◆ WHAT YOU NEED TO DO ◆
1 - Answer these questions from the passage about Compton Dundon.
(a) What is the population of the village?
(b) In what year was Dundon Hill excavated, and what was found there?
(c) Who owned the manor at the time of the Domesday Book?
2 - Write the next part of the passage about Compton Dundon, picking up after its final sentence.

◆ DOCUMENT EXTRACT ◆
----------

Compton Dundon is a village and civil parish in Somerset, England, lying beside King's Sedgemoor and the Polden Hills,  south of Glastonbury and  north of Somerton in the South Somerset district.  The village has a population of 705. The parish includes the small village of Dundon and the hamlet of Littleton.

History
Just outside the village is Dundon Hill (or Dundon Camp), an Iron Age hill fort, with 2 m (6.5 ft) ramparts.  An excavation in 1916 found pottery and flints here, but the fort has been damaged by quarrying.

The manor was owned by Glastonbury Abbey at the time of the Domesday Book in 1086. The parish of Compton Dundon was part of the Whitley Hundred.

Paul Kemp-King writes in an unpublished manuscript that it is almost certain that there was once a bell foundry in the village, although its exact location is uncertain. Bells cast in Compton Dundon can be found in nearby villages: Somerton (a 1661 bell) and Aller (bells cast in 1638, 1640, and 1663 by Robert Austen), for example. Kemp-King writes that the difficulty of transporting the heavy bells by horse and cart made local casting by itinerant bell-founders desirable.

----------

◆ DATASET EXTRACT ◆

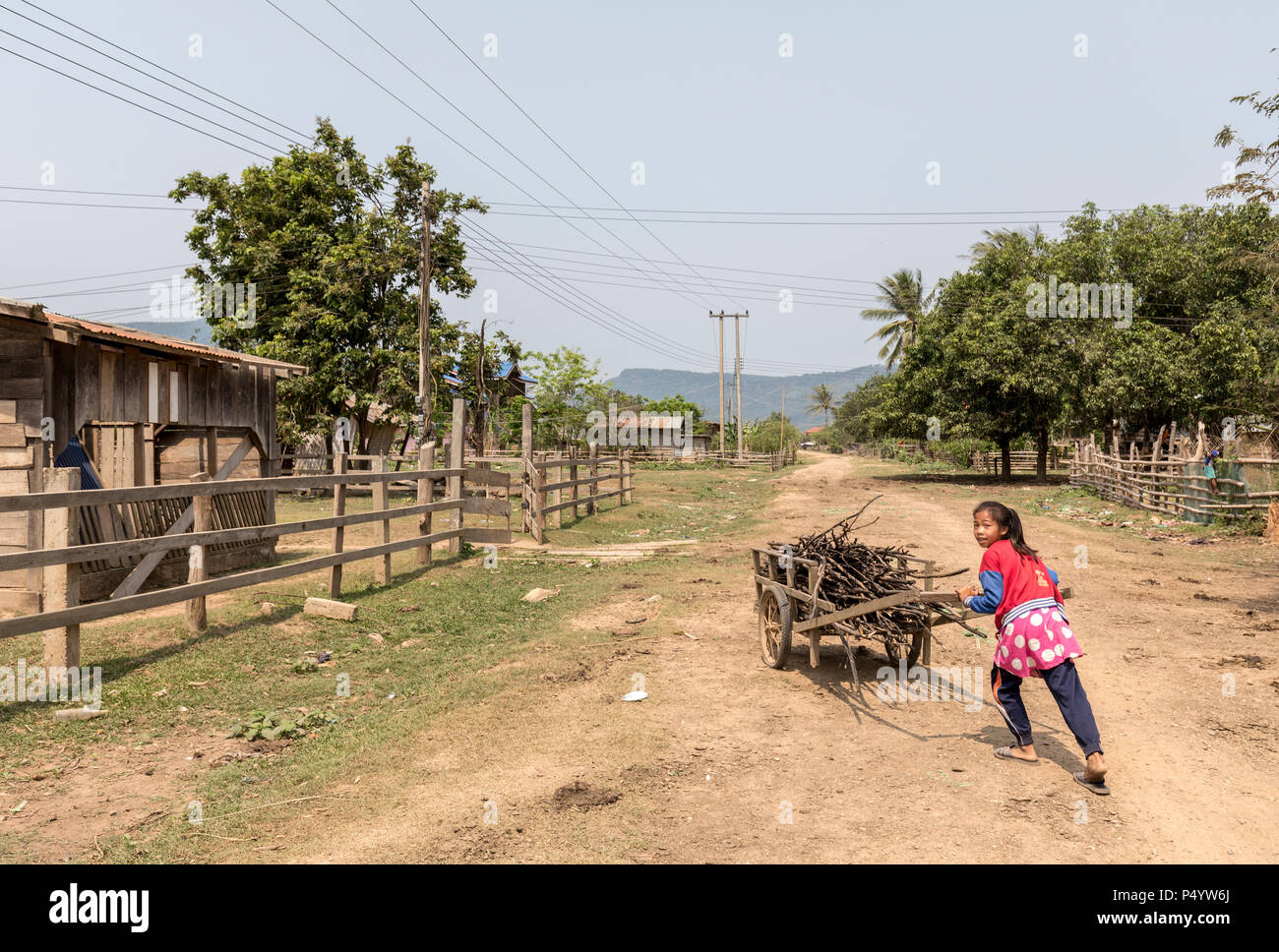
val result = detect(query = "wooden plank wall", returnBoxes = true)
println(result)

----------

◆ ANSWERS TO THE PROBLEMS ◆
1 -
(a) 705
(b) 1916; pottery and flints
(c) Glastonbury Abbey

2 -
Within the parish is the Admiral Hood Monument celebrating Admiral Sir Samuel Hood. It has been designated by English Heritage as a Grade II* listed building.

Governance
The parish council has responsibility for local issues, including setting an annual precept (local rate) to cover the council's operating costs and producing annual accounts for public scrutiny. The parish council evaluates local planning applications and works with the local police, district council officers, and neighbourhood watch groups on matters of crime, security, and traffic. The parish council's role also includes initiating projects for the maintenance and repair of parish facilities, as well as consulting with the district council on the maintenance, repair, and improvement of highways, drainage, footpaths, public transport, and street cleaning. Conservation matters (including trees and listed buildings) and environmental issues are also the responsibility of the council.

The village falls within the Non-metropolitan district of South Somerset, which was formed on 1 April 1974 under the Local Government Act 1972, having previously been part of Langport Rural District. The district council is responsible for local planning and building control, local roads, council housing, environmental health, markets and fairs, refuse collection and recycling, cemeteries and crematoria, leisure services, parks, and tourism. Compton Dundon falls within the electoral ward of Wessex.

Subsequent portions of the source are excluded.